The Jeju Special Self-Governing Provincial Council’s Special Committee on Women has gathered the first public opinion regarding the Jeju haenyeo [diver] culture. In particular, I spoke on “What is the Jeju women’s culture, and what content would make it a leading world brand.” Bearing that in mind, on Sept. 23 a policy debate was held regarding the divers cultural globalization plan and ways to obtain listing as a UNESCO Intangible Cultural Heritage of Humanity.
Due to the unique “muljil” [substantive customs] of labor and the ecological way of life of the Jeju women divers, and a ‘strong woman’ as a cultural anthropological figure, these women have already received considerable attention in the cultural anthropology field. Of particular note are their collaborative work while retaining an autonomous mentoring system to train juniors, their equitable distribution of ecological methods and collaborative resource management. Of equal note is their active “bulteok” communication among divers, and positive traditions and rites of community, all of which serve to identify them as eco-cultural treasures of modern humankind. This has brought additional reviews and new attention to the diving women as an example of feminist governance.
In reality however, the number of Jeju divers has been shrinking. From a registered 14,143 in 1970, the population has been reduced to approximately one-third with only 5,095 members registered in 2009, and was reduced by another 100 people one year later, to just 4,995 people in 2010.
Clearly, the community is declining. There are only two members in their 30s. Of note, female children now receive a higher education and rural employment is no longer favored, so the subsequent generations are not becoming divers and at stake is the sustainability of this society. To increase this diminishing number of divers is important but even more is the enhancement of their self-esteem, and there is an urgent need to raise awareness of Jeju society and change the approach of policy.

+---+

Problem set:
A. From the passage on Jeju women divers, translate this sentence into Spanish: "In reality however, the number of Jeju divers has been shrinking."
B. Answer these questions using the passage on Jeju women divers:
(i) On what date was the policy debate on the divers' cultural globalization plan held?
(ii) How many divers were registered in 1970?
(iii) How many members of the diver community are in their 30s?
C. In the passage on Jeju women divers, rewrite the paragraph beginning "Clearly, the community is declining" as a short bulleted list that keeps its main facts.

+---+

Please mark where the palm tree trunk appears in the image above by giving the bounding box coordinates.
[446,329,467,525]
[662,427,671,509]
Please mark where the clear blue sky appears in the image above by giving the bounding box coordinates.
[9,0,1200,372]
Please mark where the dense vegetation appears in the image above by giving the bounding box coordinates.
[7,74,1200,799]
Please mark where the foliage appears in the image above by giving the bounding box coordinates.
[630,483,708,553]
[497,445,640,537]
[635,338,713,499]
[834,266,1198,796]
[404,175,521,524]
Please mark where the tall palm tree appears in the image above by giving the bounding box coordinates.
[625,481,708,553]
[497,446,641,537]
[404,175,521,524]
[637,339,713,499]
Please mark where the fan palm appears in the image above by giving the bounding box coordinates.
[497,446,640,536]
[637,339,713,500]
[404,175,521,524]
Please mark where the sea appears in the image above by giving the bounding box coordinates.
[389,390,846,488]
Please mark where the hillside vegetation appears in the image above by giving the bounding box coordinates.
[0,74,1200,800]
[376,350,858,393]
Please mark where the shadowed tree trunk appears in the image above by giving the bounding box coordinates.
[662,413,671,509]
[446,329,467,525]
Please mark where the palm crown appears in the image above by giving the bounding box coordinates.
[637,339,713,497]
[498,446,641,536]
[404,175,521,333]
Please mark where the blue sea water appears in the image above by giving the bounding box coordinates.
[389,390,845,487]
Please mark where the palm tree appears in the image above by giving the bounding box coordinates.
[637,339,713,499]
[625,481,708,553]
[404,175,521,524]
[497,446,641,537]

+---+

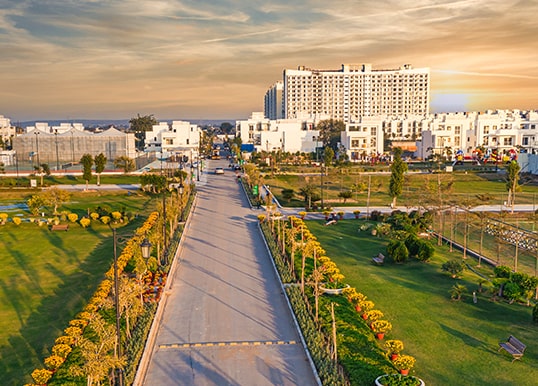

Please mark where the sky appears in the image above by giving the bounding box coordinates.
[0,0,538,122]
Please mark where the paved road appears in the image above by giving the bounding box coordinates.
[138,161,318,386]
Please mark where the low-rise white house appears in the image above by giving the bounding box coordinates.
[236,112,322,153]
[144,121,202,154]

+---+

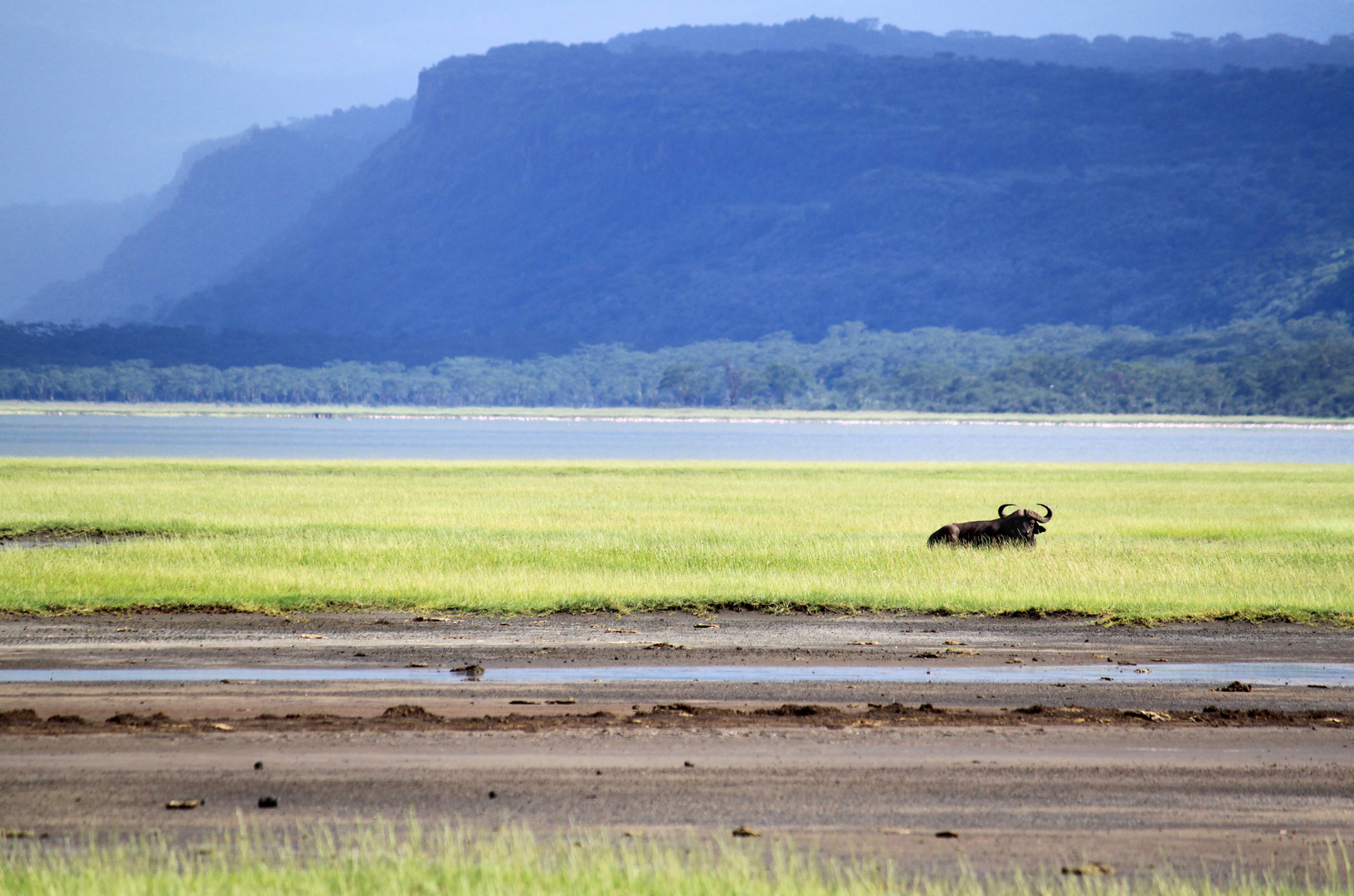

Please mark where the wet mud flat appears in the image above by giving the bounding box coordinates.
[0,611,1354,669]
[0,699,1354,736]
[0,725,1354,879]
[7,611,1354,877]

+---+

Numbered responses:
A. Sin embargo, en realidad, el número de buceadoras de Jeju ha ido disminuyendo.

B.
(i) Sept. 23
(ii) 14,143
(iii) Two

C.
- The diver community is declining, and only two members are in their 30s.
- Girls now receive higher education and rural jobs are no longer favored, so younger generations are not becoming divers. This puts the society's sustainability at stake.
- Increasing the number of divers is important, but enhancing their self-esteem matters even more.
- Awareness in Jeju society urgently needs to be raised, and the policy approach needs to change.